Supplied text:
To do this we suggest there needs to be a practical focus for theoretical discussions. The effects of the convergence of information and communications technologies provides a highly appropriate such focus and a timely opportunity for systems thinking to be applied to great practical benefit. The widespread changes, due to the internet, consumer access and mobile computing, are already radically affecting notions of the organisation and invalidating many of the models through which organisational activity has traditionally been understood. In seeking to make sense of the changing environment managers of all kinds have at their disposal only isolated management models (eg the '5-forces' model, the value chain of Porter 1979,1980,1985) that, useful as they may be, are ungrounded in underlying theory.

But the very nature of developments such as electronically mediated open marketplaces, e-commerce and supply-chain linking, and non-commercial interactions in health and other public services is one of a complex organisation of separate parties in a shared activity. Questions of what is the boundary of virtual organisation, how we may conceptualise the purposes and form of such phenomena and the requirements for their management are questions which systems thinking should be well placed to answer. How such planned innovations may be understood and designed, the questions of interfaces and required monitoring and control activity are essentially the same questions which systems thinking has addressed in respect to large scale systems for many years.

Instruction:
Output the passage on systems thinking word for word, starting with "But the very" and going on through "for many years.". The material that comes next has no connection to the passage on systems thinking.

Given data:

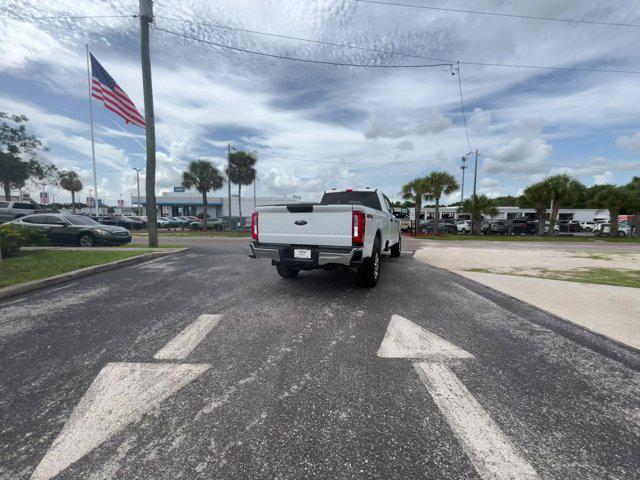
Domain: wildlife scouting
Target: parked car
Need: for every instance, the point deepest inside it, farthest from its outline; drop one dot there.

Exercise response:
But the very nature of developments such as electronically mediated open marketplaces, e-commerce and supply-chain linking, and non-commercial interactions in health and other public services is one of a complex organisation of separate parties in a shared activity. Questions of what is the boundary of virtual organisation, how we may conceptualise the purposes and form of such phenomena and the requirements for their management are questions which systems thinking should be well placed to answer. How such planned innovations may be understood and designed, the questions of interfaces and required monitoring and control activity are essentially the same questions which systems thinking has addressed in respect to large scale systems for many years.